### MATERIAL SHOWN ###

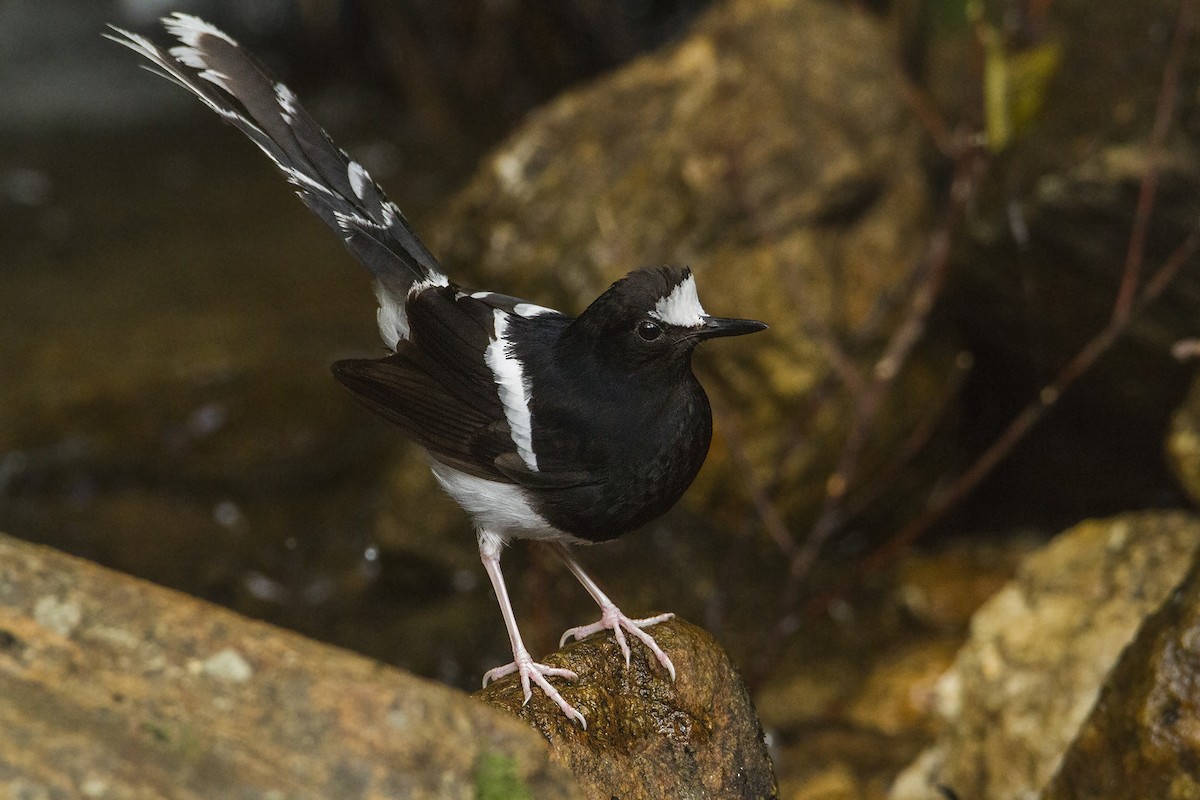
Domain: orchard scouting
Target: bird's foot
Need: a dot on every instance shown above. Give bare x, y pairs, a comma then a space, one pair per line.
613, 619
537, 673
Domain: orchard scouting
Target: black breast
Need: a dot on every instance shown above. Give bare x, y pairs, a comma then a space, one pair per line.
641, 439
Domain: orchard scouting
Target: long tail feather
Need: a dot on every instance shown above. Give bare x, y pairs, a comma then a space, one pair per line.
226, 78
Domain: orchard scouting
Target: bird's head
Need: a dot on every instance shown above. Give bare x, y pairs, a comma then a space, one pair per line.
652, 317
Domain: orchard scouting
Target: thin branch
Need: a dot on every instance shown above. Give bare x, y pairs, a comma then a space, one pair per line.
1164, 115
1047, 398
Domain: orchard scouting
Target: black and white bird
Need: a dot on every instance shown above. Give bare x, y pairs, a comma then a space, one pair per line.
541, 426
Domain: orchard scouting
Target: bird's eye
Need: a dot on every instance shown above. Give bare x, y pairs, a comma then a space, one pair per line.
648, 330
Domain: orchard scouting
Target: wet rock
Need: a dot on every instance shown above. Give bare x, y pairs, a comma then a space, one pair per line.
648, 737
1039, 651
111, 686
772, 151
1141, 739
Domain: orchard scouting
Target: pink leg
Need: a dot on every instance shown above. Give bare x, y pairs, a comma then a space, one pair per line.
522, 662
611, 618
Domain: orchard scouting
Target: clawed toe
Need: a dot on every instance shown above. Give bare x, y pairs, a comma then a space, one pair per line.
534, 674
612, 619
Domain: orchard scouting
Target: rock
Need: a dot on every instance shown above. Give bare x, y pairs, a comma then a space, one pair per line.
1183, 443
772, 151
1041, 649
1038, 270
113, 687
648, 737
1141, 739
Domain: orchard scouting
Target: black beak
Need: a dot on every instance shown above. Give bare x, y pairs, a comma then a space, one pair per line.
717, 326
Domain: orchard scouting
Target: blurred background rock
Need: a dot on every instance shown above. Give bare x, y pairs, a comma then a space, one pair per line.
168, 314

###

TASK BRIEF -
Retype the data above exactly; pictures are not part of the copy.

RESULT -
Domain: orchard scouting
Target: bird's foot
Need: a dot on every instance shown above. Give bare x, y pairs, a comma then a space, one pair per line.
613, 619
537, 673
Domain: orchard scouting
Target: black breast
Need: a dot on every instance shown above. Give bare x, y pairs, a comma then a space, one pair per line.
641, 439
Domain: orchard scouting
Target: long tail feather
Need: a dot on every instance shown above. Give bare x, y pairs, a comma then a space, one pair per line.
226, 78
Domain: orchard scouting
Target: bird's head
Need: a dot on every instance shown above. Give bare x, y pairs, a comma then a space, one pair per line.
652, 317
Domain: orchard scouting
Target: thin branch
Need: a dot on every instance shown above. Give bare x, y pairs, a comma then a space, one pair per line.
1164, 115
1047, 398
Domain: orchard scouting
Target: black and white bird
Need: a dot on every instance shown above. Give bare x, y pairs, a comma then a space, one pair per line.
541, 426
Domain: orchard scouting
Target: bird's eye
Need: a dot on every instance shown above. Give bare x, y pairs, a comma then a space, one pair per line.
648, 330
Domain: orchard scouting
Target: wet rock
Need: a dot on every instance shown above. Give bare x, y pairs, a comma then a space, one pair per line.
648, 737
1039, 651
111, 686
772, 151
1141, 739
Domain: orchard scouting
Target: pink leg
Need: a dot on every instance shown above. Give bare x, y pairs, a comma then a space, one pair per line.
522, 662
611, 618
Domain: orchard scouting
Target: clawed toe
Need: a dot on every instance shown above. Give bare x, y pairs, a comma then a space, one pair per line.
534, 674
612, 619
Domain: orchard scouting
Target: rock
Need: a dot on every instance shown above. Give bare x, y pairs, a comma then a space, one pair per line.
1183, 443
772, 151
1041, 649
1038, 270
113, 687
648, 737
1141, 739
Domain: orchard scouting
Target: black beak
Need: a dot on every instance shown above. Give bare x, y pairs, a comma then a space, one pair per line.
717, 326
Domain: orchard scouting
Target: blurred background rock
Need: a dot on every instance shown above. Give bare x, y pairs, a comma then a space, one pair per line.
168, 314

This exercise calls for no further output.